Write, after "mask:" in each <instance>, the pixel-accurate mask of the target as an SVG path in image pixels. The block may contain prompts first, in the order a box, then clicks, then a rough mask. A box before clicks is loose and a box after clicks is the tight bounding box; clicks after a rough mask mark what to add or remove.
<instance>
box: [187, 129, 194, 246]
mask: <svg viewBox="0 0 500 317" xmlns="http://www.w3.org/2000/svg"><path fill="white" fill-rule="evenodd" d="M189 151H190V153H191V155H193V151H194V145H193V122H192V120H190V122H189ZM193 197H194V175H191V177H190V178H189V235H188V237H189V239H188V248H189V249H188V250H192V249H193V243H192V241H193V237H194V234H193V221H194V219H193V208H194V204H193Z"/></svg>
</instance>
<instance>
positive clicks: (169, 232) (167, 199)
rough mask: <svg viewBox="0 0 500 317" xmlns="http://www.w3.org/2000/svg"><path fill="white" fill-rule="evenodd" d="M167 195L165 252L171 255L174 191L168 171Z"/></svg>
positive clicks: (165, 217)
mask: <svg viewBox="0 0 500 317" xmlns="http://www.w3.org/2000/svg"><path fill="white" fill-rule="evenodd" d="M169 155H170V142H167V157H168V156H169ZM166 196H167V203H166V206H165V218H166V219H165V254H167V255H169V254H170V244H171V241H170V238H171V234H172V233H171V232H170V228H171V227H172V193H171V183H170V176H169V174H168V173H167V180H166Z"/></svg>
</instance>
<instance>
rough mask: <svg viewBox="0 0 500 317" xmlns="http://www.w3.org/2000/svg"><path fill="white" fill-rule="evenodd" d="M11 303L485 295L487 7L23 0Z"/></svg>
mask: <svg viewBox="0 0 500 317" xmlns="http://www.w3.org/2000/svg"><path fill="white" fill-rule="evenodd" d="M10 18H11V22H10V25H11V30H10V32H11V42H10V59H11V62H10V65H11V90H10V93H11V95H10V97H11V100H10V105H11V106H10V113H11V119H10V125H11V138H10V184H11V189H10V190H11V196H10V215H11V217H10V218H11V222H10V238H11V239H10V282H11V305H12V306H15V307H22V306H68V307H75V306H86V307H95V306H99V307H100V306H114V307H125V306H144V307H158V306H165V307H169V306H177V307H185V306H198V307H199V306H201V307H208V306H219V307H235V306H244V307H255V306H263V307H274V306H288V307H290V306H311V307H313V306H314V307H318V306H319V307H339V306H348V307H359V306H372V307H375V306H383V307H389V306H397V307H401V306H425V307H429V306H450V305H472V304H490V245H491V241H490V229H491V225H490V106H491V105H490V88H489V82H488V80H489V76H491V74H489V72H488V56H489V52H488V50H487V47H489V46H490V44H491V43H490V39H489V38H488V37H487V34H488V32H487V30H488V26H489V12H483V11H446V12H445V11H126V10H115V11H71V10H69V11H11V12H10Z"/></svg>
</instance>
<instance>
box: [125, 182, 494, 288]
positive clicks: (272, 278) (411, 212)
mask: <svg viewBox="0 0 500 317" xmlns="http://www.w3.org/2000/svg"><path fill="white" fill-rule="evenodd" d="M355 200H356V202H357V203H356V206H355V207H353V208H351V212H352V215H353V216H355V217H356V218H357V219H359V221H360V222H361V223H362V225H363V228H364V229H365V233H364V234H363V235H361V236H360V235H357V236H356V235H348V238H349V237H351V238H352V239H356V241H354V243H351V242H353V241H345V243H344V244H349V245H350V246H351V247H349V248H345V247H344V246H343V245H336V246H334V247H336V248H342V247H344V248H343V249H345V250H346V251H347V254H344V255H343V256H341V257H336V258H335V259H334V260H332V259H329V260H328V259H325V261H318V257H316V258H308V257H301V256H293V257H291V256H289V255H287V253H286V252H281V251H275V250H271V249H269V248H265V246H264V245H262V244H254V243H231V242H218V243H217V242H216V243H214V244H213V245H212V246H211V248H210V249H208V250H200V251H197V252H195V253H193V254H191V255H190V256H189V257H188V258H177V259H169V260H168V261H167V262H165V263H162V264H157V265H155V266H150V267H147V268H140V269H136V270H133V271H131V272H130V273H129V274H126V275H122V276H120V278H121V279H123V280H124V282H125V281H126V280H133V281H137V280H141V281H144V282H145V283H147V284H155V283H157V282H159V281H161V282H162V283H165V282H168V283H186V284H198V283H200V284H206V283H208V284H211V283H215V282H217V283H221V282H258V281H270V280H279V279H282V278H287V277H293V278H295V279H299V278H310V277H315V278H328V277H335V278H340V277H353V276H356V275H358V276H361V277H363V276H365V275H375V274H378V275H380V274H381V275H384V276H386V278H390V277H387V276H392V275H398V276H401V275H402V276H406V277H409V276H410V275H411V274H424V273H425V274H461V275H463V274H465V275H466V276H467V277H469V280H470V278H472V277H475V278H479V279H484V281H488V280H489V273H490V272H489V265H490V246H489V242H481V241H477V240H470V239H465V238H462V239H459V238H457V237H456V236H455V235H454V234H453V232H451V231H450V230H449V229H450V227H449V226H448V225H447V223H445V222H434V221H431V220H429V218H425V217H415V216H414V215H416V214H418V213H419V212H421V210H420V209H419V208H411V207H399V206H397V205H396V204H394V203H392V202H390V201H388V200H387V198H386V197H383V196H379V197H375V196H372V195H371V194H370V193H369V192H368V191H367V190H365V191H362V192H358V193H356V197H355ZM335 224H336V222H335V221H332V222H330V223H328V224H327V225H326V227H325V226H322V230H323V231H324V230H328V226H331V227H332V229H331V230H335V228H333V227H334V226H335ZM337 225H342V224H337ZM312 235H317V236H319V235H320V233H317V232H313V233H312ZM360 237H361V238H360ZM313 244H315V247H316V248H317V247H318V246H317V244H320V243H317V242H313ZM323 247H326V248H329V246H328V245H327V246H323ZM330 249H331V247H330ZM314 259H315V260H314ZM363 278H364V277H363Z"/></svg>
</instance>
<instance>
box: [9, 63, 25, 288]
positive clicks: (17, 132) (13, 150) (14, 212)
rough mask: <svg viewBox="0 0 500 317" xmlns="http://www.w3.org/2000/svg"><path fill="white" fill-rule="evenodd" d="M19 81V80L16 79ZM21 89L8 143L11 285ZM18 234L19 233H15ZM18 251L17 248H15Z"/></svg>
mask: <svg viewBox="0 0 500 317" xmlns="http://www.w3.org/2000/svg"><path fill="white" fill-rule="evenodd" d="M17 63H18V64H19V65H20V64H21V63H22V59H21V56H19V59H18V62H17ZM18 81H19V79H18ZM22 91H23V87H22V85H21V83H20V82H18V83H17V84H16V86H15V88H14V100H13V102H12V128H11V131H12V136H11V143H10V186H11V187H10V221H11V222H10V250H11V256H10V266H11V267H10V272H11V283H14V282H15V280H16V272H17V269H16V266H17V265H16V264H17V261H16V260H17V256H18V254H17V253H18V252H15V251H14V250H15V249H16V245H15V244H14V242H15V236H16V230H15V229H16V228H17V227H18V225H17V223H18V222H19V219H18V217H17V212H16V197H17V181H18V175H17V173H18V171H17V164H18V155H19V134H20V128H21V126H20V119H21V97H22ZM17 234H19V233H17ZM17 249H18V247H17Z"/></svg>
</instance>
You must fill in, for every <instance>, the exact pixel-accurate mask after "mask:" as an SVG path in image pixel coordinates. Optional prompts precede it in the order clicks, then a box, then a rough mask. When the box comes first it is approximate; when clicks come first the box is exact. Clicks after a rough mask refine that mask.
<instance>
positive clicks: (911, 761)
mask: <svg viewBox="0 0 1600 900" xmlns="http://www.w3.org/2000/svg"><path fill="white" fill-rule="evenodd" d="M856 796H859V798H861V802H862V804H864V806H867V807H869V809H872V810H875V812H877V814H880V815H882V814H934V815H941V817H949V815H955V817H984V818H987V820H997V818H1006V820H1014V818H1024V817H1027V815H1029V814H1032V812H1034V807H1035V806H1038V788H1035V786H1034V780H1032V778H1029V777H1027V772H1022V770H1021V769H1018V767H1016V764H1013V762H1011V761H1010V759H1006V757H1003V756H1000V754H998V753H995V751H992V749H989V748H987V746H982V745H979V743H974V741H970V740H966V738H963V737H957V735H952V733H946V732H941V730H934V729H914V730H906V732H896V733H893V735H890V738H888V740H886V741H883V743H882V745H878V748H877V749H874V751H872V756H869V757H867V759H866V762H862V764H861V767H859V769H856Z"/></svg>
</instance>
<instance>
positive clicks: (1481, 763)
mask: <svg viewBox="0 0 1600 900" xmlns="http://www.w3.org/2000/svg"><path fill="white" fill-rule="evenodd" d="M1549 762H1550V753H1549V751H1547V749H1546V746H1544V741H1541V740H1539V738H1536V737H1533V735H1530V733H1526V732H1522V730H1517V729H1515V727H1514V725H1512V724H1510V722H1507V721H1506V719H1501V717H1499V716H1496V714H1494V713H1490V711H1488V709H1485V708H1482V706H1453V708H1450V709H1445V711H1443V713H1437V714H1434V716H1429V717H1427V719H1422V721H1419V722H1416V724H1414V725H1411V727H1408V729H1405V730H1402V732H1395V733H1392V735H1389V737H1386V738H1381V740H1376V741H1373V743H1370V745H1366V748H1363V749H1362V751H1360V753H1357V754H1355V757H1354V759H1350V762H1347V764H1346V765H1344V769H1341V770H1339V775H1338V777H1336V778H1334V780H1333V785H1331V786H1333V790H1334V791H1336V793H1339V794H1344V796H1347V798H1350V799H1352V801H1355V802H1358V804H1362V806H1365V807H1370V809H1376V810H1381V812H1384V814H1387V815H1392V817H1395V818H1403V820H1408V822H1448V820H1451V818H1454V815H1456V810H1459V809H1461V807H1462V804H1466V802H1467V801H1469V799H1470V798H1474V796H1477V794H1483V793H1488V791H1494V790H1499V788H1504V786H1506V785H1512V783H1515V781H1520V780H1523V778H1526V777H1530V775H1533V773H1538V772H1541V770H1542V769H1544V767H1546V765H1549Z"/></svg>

--- REQUIRED ACTION ---
Please return all lines from the records that hold the word "after".

--- SOLUTION TO THE PROBLEM ---
Write, after "mask:" in each <instance>, the pixel-accurate mask of the target as an SVG path in image pixels. The block may contain prompts first, in the order a box, then clicks, then a rough mask. A box before clicks is loose and a box after clicks is the tight bounding box; clicks after a rough mask mark what to add or remove.
You must fill in, for every <instance>, the exact pixel-accurate mask after "mask:" as an SVG path in image pixel coordinates. Optional prompts precede it in the order clicks, then a box, then a rough mask. When the box comes first it is approximate; when clicks come first the box is exact. Clicks after a rough mask refine that mask.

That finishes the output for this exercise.